- Task goal:
Answer these from the race report below:
1. What position was Liverpool Clipper in according to the figures polled at 0300?
2. During the first five days, which hours does the writer spend on mother watch?
3. How often does the crew shower?

The early stages of Jessica Daw’s race on Liverpool Clipper have been dominated by nausea and personal hygiene concerns

Figures polled at 0300 this morning show Liverpool Clipper fifth, leading a chasing pack of yachts 40 miles behind current leader Bristol. Jersey Clipper is two miles off the lead with great rivals Plymouth and Portsmouth seven and 15 miles respectively behind Jersey Clipper. Here’s Jessica’s latest report:

Today is day four at sea of the anticipated 24 days on the penultimate leg of The Times Clipper Round the World Yacht Race from Salvador to New York – and, in truth, the first time I have been able to contemplate sending some copy!

Liverpool Clipper made a good start to the race, taking the lead after the first and only mark. We hardened up on a starboard tack and spent the next two days beating to windward, north along the coast. The motion of the boat was pretty unkind and disagreed with several of us, including one round the worlder.

Seasickness due to the motion of the boat is made worse by the fetid air in the accommodation (beating to windward we had all the hatches closed) so the minute you go below and get to your bunk, you wish you were on deck again where there is air; and feeling ill on deck, all you want is to lie down. It’s a Catch 22. I would be a liar if I said that in the first two days, I had not seriously wanted to get off.

On day three we popped the kite in the early hours of the morning (no mean feat as you feel your way around a still unfamiliar deck in the gloom) and bore away and only then did I really begin to get my sealegs. Prior to that all my food bar one banana and a few ginger nut biscuits had been heaved over the side. However by this stage we had dropped to sixth place in the fleet, but with over 4000 miles to go, it’s all to play for still.

It takes some serious adjustment both physically and mentally to fall in with the rhythms of life on board. We have adopted a three-watch system so for the first five days my time will be spent as follows:

  • 1200-1600: on watch
  • 1600-0000: off watch
  • 0000-0400: on watch
  • 0400-0800: mother watch
  • 0800-1200: off watch

It’s just luck of the draw which watch you get first and we won’t make any major changes until day eight. I could not ask for more considerate people on board, the old hands are acutely aware that for leggers everything is foreign as it’s been a long time since my training so I ask one idiot question after another both above and below deck and receive patient answers.

We shower every three days – shower in the loosest sense of the word as the water pump is currently broken, but even a bucket of cold water offers welcome relief as we are currently approximately three degrees south and the efforts of steering in a following sea and keeping control of the heavy weight kite leaves everyone sweating. I can hardly bear my own smell let alone that of others. One crew member, Zoe, uses Lavender oil to kill the odours, another Polly, pulls a bandana over her nose. Each to their own.

However, I am off watch for the next eight hours, and as I sit braced at the chart table, sounds of ‘Dido’ emanate from the CD player, smells of supper waft from the galley and with a light breeze over my shoulder, life seems bearable once again.

- Recorded information:

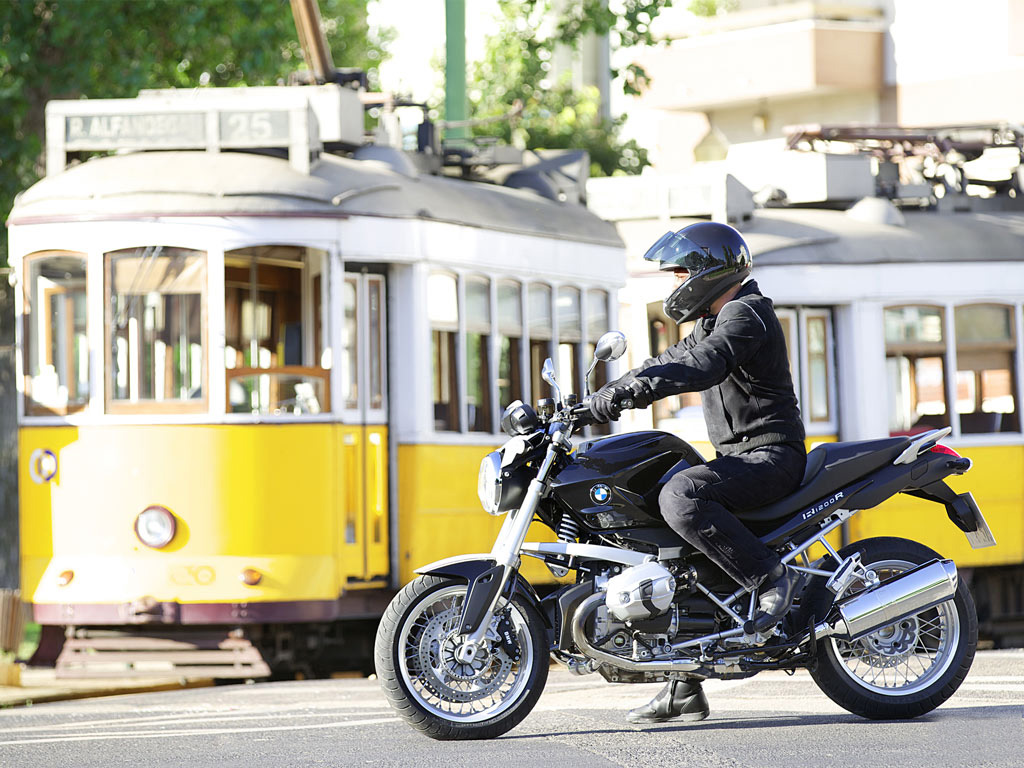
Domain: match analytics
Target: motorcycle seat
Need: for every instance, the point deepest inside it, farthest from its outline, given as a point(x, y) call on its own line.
point(829, 467)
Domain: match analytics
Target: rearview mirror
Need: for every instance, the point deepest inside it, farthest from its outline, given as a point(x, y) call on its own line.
point(611, 346)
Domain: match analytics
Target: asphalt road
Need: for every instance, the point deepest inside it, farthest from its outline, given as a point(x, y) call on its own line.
point(768, 721)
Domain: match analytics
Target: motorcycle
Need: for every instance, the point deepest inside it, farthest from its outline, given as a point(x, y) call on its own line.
point(885, 626)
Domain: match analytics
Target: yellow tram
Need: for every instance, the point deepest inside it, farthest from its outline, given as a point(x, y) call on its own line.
point(260, 357)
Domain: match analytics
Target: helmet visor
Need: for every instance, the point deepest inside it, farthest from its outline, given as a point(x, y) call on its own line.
point(673, 251)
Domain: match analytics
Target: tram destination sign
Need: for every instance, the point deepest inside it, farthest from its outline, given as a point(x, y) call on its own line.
point(186, 130)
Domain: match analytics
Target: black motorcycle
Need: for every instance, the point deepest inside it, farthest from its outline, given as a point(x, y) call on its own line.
point(884, 625)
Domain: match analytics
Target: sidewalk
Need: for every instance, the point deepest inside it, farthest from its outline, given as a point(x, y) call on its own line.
point(41, 684)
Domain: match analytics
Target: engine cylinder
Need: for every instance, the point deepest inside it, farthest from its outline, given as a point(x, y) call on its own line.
point(640, 592)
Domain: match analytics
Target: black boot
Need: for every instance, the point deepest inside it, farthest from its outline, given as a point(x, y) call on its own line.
point(679, 698)
point(776, 596)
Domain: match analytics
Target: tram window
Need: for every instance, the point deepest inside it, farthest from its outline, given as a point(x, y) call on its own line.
point(56, 348)
point(569, 339)
point(271, 331)
point(509, 342)
point(477, 353)
point(915, 369)
point(155, 330)
point(985, 365)
point(540, 338)
point(442, 306)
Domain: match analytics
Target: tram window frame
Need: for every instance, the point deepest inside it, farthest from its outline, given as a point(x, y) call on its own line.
point(269, 267)
point(569, 346)
point(541, 336)
point(985, 351)
point(595, 324)
point(829, 421)
point(140, 406)
point(478, 335)
point(32, 315)
point(445, 352)
point(510, 329)
point(798, 320)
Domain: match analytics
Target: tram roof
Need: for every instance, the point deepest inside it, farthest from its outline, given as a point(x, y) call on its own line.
point(177, 183)
point(796, 236)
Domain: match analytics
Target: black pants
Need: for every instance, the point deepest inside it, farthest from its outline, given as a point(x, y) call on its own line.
point(696, 503)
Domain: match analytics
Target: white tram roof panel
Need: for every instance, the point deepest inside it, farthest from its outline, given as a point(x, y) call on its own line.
point(236, 183)
point(804, 237)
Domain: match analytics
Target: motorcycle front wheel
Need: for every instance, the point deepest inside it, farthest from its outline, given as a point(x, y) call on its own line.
point(422, 677)
point(908, 668)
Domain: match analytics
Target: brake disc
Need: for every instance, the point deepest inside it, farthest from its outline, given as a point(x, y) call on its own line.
point(451, 679)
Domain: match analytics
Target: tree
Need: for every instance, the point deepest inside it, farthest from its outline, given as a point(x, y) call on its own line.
point(72, 48)
point(517, 66)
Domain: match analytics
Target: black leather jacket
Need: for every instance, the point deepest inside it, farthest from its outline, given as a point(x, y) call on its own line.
point(738, 363)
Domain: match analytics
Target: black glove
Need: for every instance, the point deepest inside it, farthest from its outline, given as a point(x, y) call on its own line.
point(608, 401)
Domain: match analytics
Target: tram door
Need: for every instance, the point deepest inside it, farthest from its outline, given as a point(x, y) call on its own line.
point(365, 439)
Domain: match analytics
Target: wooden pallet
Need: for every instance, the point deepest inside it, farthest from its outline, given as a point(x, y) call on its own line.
point(94, 653)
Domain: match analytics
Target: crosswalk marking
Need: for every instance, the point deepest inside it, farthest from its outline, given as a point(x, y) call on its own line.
point(114, 735)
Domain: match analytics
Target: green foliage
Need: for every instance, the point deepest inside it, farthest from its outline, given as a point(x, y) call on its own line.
point(712, 7)
point(112, 48)
point(517, 67)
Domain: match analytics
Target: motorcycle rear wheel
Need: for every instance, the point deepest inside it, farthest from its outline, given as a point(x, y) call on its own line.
point(436, 694)
point(909, 668)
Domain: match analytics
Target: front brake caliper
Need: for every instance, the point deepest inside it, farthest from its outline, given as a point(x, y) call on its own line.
point(506, 636)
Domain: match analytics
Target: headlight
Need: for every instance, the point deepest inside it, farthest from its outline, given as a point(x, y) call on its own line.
point(155, 526)
point(488, 483)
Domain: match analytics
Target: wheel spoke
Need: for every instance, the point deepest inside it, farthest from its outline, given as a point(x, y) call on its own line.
point(906, 655)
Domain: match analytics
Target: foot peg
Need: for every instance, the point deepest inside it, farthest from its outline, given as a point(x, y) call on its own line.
point(776, 597)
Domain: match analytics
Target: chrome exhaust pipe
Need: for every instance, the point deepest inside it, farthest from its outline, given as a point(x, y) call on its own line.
point(916, 590)
point(591, 604)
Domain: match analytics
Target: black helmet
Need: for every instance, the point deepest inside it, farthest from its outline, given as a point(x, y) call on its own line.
point(717, 258)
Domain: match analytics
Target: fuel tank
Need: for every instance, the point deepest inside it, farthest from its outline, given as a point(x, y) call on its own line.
point(613, 481)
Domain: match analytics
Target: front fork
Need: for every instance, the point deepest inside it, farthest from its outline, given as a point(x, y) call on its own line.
point(485, 591)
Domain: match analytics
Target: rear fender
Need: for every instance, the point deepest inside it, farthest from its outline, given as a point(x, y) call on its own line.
point(962, 509)
point(483, 578)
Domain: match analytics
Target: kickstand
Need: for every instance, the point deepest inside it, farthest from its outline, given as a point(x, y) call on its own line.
point(813, 650)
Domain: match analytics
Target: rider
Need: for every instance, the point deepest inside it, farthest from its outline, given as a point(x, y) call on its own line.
point(736, 357)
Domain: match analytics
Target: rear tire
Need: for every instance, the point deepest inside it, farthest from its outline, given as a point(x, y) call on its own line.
point(437, 695)
point(906, 669)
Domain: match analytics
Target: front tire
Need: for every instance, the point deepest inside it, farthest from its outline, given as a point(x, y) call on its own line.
point(435, 693)
point(906, 669)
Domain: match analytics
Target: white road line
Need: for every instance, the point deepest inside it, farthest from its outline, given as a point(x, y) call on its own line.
point(190, 718)
point(193, 732)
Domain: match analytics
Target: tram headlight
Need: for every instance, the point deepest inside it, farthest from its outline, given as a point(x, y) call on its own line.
point(155, 526)
point(488, 484)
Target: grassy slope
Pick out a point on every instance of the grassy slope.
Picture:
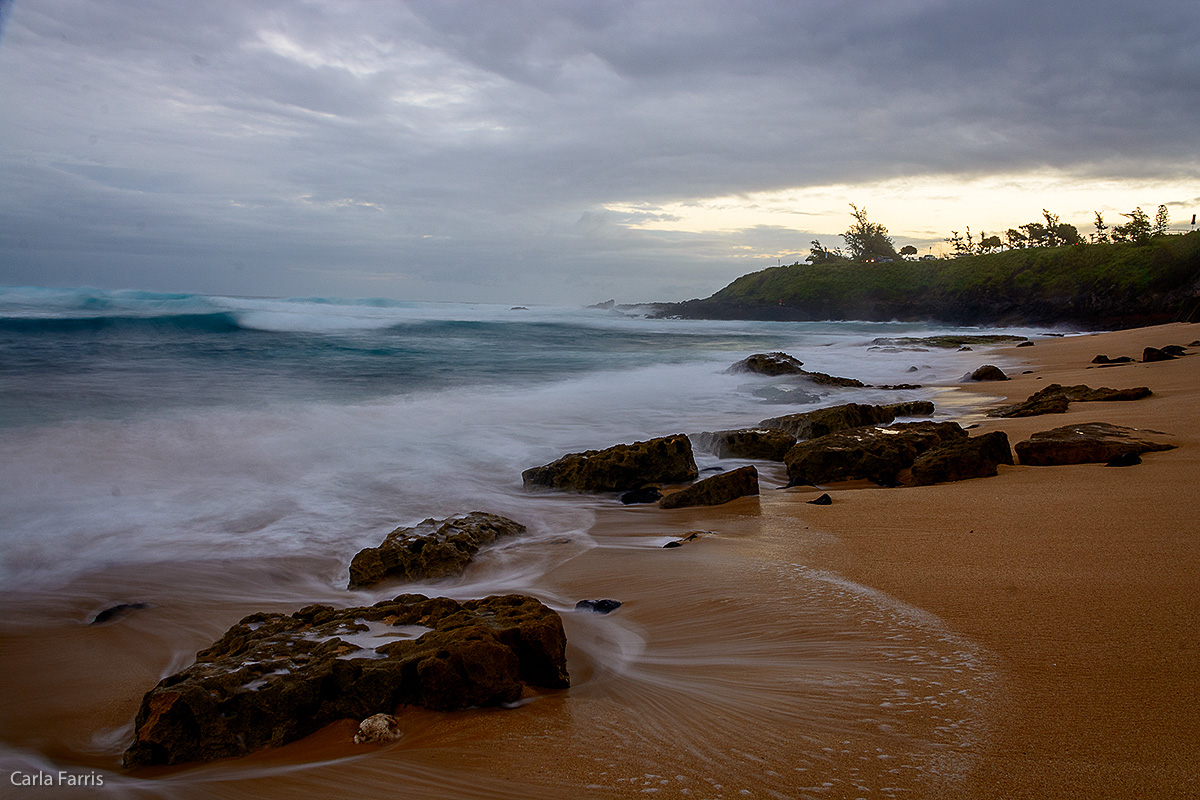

- Output of the exercise:
1. Fifth
2. 0400-0800
3. Every three days